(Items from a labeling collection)
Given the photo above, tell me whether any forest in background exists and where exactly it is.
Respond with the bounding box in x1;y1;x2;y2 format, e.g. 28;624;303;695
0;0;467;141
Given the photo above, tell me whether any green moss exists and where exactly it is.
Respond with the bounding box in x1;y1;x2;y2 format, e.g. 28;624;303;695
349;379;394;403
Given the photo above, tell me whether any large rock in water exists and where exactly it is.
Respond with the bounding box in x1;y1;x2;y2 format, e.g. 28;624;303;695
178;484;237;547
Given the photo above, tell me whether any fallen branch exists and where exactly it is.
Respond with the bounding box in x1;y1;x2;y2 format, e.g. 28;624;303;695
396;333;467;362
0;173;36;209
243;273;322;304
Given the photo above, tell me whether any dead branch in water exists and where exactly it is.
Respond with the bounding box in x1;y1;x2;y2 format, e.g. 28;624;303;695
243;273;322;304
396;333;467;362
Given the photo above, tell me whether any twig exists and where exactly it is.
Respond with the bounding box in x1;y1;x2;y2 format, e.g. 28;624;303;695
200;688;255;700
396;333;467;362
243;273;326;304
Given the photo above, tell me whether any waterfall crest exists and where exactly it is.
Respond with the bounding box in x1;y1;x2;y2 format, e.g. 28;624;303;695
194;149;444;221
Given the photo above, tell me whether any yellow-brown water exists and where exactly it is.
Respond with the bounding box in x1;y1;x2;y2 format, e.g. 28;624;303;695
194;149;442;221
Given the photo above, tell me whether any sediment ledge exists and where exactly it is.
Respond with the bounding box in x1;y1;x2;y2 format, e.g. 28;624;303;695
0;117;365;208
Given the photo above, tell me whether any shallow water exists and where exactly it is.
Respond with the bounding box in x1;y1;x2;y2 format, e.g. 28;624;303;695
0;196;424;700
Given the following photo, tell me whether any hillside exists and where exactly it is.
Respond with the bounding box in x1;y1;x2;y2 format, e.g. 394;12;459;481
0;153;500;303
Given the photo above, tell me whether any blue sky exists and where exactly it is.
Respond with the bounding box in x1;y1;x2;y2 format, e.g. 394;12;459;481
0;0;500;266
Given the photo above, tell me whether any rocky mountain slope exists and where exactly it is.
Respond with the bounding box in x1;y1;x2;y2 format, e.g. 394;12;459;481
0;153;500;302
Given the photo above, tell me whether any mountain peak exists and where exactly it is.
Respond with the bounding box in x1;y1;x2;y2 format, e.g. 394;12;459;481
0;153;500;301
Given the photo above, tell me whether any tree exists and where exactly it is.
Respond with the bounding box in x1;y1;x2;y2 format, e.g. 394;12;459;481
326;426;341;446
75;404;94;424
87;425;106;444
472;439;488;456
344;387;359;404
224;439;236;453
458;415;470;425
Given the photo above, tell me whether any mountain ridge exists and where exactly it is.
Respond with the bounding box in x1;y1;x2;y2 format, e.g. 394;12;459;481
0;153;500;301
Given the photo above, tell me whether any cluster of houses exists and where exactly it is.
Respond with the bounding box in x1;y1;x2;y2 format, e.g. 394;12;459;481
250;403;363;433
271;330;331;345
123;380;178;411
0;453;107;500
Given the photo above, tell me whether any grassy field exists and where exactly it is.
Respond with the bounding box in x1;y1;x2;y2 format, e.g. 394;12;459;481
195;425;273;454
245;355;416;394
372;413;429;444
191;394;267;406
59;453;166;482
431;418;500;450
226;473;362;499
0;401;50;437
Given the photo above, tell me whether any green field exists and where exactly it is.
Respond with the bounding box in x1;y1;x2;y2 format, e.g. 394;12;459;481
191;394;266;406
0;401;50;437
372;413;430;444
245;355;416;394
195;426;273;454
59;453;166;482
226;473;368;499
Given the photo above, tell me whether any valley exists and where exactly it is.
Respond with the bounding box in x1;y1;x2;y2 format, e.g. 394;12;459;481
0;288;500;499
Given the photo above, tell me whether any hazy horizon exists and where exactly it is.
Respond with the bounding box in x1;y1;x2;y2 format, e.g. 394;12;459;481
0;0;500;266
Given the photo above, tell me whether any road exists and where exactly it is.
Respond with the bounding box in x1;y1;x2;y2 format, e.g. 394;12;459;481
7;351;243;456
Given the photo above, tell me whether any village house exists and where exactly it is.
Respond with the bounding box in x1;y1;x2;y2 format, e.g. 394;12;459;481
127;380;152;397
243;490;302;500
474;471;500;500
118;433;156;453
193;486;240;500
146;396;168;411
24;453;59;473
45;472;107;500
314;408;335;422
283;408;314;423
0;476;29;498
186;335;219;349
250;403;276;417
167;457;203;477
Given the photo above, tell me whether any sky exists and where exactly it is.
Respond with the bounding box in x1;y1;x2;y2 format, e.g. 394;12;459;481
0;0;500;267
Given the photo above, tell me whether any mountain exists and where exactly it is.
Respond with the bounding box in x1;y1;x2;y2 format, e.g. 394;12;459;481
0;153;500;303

** What you should do **
Rewrite every line of the records as a Markdown table with the columns "Row" and "Line," numbering each row and dropping any blank lines.

** Result of this exercise **
| Row | Line |
|---|---|
| 1 | Given the photo above, tell me whether any forest in background exists and where exactly it is. |
| 2 | Respond with the bounding box in x1;y1;x2;y2 format, e.g. 28;624;303;695 |
| 3 | 0;0;467;141 |
| 4 | Given the photo above, tell me whether any green moss exists and where exactly it is. |
| 5 | Respond with the bounding box in x1;y1;x2;y2 format, e.g. 28;624;303;695 |
| 6 | 349;379;394;403 |
| 7 | Given the photo above, tell me whether any large rock in water exists and where exactly it is. |
| 8 | Respond with the bounding box in x1;y1;x2;y2 format, e.g. 28;624;303;695 |
| 9 | 178;484;237;547 |
| 10 | Given the photo above, tell me whether any fallen branch exists and where exactly it is. |
| 11 | Respond with the bounding box in x1;y1;x2;y2 format, e.g. 28;624;303;695 |
| 12 | 396;333;467;362 |
| 13 | 0;173;36;209 |
| 14 | 243;273;322;304 |
| 15 | Given the photo above, tell me whether any dead branch in water exists and where exactly it is. |
| 16 | Respond with the bounding box in x1;y1;x2;y2 format, e.g. 28;624;303;695 |
| 17 | 243;273;322;304 |
| 18 | 396;333;467;362 |
| 19 | Given the photo above, tell me whether any twig exists and where exactly it is. |
| 20 | Respond with the bounding box in x1;y1;x2;y2 format, e.g. 28;624;303;695 |
| 21 | 200;688;255;700 |
| 22 | 396;333;467;362 |
| 23 | 243;273;326;304 |
| 24 | Given the photo above, tell me whether any waterfall crest exists and where exactly it is. |
| 25 | Respond with the bounding box in x1;y1;x2;y2 format, e.g. 28;624;303;695 |
| 26 | 194;149;444;221 |
| 27 | Given the photo above, tell me whether any yellow-brown water exists and where exactly it is. |
| 28 | Respond with the bounding box in x1;y1;x2;y2 format, e.g. 28;624;303;695 |
| 29 | 194;149;442;221 |
| 30 | Given the photo above, tell me whether any sediment ledge exists and where exactly it is. |
| 31 | Respond with the bounding box in x1;y1;x2;y2 format, e.g. 28;624;303;695 |
| 32 | 0;117;365;208 |
| 33 | Given the photo above, tell me whether any shallow water exists and where exactly it is. |
| 34 | Respond with the bounding box in x1;y1;x2;y2 format, e.g. 28;624;303;695 |
| 35 | 0;196;424;700 |
| 36 | Given the following photo, tell me whether any hillside exists and where exactly it is. |
| 37 | Respond with the bounding box in x1;y1;x2;y2 format, e.g. 394;12;459;481 |
| 38 | 0;153;500;303 |
| 39 | Given the photo above, tell me whether any blue sky exists and where exactly it is. |
| 40 | Respond with the bounding box in x1;y1;x2;y2 format, e.g. 394;12;459;481 |
| 41 | 0;0;500;266 |
| 42 | Given the photo above, tell me whether any rocky mountain slope exists and where exactly it is. |
| 43 | Respond with the bounding box in x1;y1;x2;y2 format, e.g. 394;12;459;481 |
| 44 | 0;153;500;302 |
| 45 | Given the photo above, tell me whether any mountain peak exists and where exactly it is. |
| 46 | Respond with the bounding box in x1;y1;x2;y2 format, e.g. 394;12;459;481 |
| 47 | 0;153;500;301 |
| 48 | Given the photo above, tell me whether any tree exists and where exactly it is. |
| 49 | Respond with the bounding box in x1;y1;x2;y2 format, e.g. 394;12;459;481 |
| 50 | 326;426;341;446 |
| 51 | 75;404;94;424 |
| 52 | 87;425;106;444 |
| 53 | 472;439;488;456 |
| 54 | 344;387;359;404 |
| 55 | 224;439;236;453 |
| 56 | 458;415;470;425 |
| 57 | Given the photo above, tell me whether any mountain ridge exists and where exactly it is. |
| 58 | Respond with the bounding box in x1;y1;x2;y2 format, e.g. 394;12;459;481 |
| 59 | 0;153;500;301 |
| 60 | Given the photo above, tell me whether any cluster of houses exists and where exactly it is. |
| 61 | Respond with the bounding box in x1;y1;x2;y2 format, e.g. 394;12;459;481 |
| 62 | 250;403;363;433 |
| 63 | 271;330;331;345 |
| 64 | 123;380;178;411 |
| 65 | 0;453;107;500 |
| 66 | Given the photo above, tell me whether any grassy field exists and where exactly it is. |
| 67 | Respond with the bounding box in x1;y1;x2;y2 format, e.g. 394;12;459;481 |
| 68 | 195;425;273;454 |
| 69 | 245;355;416;394 |
| 70 | 372;413;429;444 |
| 71 | 191;394;267;406 |
| 72 | 59;453;166;482 |
| 73 | 431;418;500;450 |
| 74 | 226;473;362;499 |
| 75 | 0;401;50;437 |
| 76 | Given the photo above, tell me whether any green field exists and where exactly it is. |
| 77 | Respond with the bounding box in x1;y1;x2;y2 format, e.g. 394;12;459;481 |
| 78 | 191;394;266;406 |
| 79 | 0;401;50;437 |
| 80 | 372;413;430;444 |
| 81 | 245;355;416;394 |
| 82 | 195;426;273;454 |
| 83 | 59;453;166;482 |
| 84 | 226;473;368;499 |
| 85 | Given the photo above, tell me whether any valley exists and where exactly it is. |
| 86 | Respond with the bounding box in x1;y1;x2;y2 format, e.g. 394;12;459;481 |
| 87 | 0;288;500;499 |
| 88 | Given the photo above, tell me whether any hazy horizon exists and where exactly it is. |
| 89 | Respond with the bounding box in x1;y1;x2;y2 format, e.g. 394;12;459;481 |
| 90 | 0;0;500;266 |
| 91 | Given the photo above, tell me whether any road exists and where exactly it is. |
| 92 | Respond with the bounding box in x1;y1;x2;y2 format, e.g. 394;12;459;481 |
| 93 | 7;351;243;456 |
| 94 | Given the photo above, tell me whether any village house exists and where exactly it is. |
| 95 | Respond with the bounding box in x1;y1;x2;y2 format, e.g. 394;12;459;481 |
| 96 | 127;380;152;397 |
| 97 | 243;490;302;500 |
| 98 | 474;471;500;500 |
| 99 | 118;433;156;453 |
| 100 | 193;486;240;500 |
| 101 | 146;396;168;411 |
| 102 | 24;453;59;473 |
| 103 | 45;472;107;500 |
| 104 | 314;408;335;422 |
| 105 | 283;408;314;423 |
| 106 | 0;476;29;498 |
| 107 | 186;335;219;349 |
| 108 | 250;403;276;417 |
| 109 | 167;457;203;477 |
| 110 | Given the photo above, tell me whether any sky exists and where exactly it is. |
| 111 | Respond with the bounding box in x1;y1;x2;y2 format, e.g. 394;12;459;481 |
| 112 | 0;0;500;267 |
| 113 | Given the photo above, tell me whether any mountain exists and where exactly it is. |
| 114 | Respond with the bounding box in x1;y1;x2;y2 format, e.g. 394;12;459;481 |
| 115 | 0;153;500;303 |